_課題_. 以下の本文のうち、「ビジネスの世界では、「もっと」という語句から書き始め、「場についてご紹介いたします。」まで書いたところで終えて、その部分を一字も変えずに出力してください。

_本文_.

_ _ _ _ _ _ _

ビジネスの世界では、「もっとサステナビリティを押し出していかなければいけない」という言葉をよく耳にします。現在の各複合機メーカーでは、製造する各工場にてサステナビリティに取り組んでいるそうです。サステナビリティという言葉をよく耳にしても、あまり詳しいことは分からないという方も多いのではないでしょうか。 今回はサステナビリティと結びついている工場についてご紹介いたします。

_ _ _ _ _ _ _

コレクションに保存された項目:
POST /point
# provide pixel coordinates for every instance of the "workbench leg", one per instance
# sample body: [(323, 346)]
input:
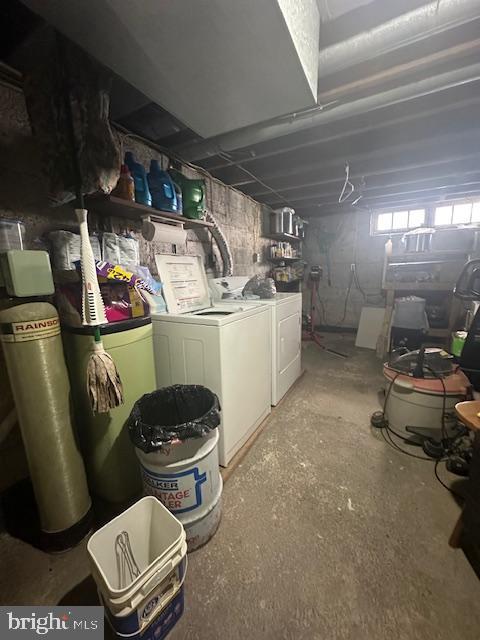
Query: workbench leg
[(456, 535)]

_ _ _ _ _ _ _

_回答_.
ビジネスの世界では、「もっとサステナビリティを押し出していかなければいけない」という言葉をよく耳にします。現在の各複合機メーカーでは、製造する各工場にてサステナビリティに取り組んでいるそうです。サステナビリティという言葉をよく耳にしても、あまり詳しいことは分からないという方も多いのではないでしょうか。 今回はサステナビリティと結びついている工場についてご紹介いたします。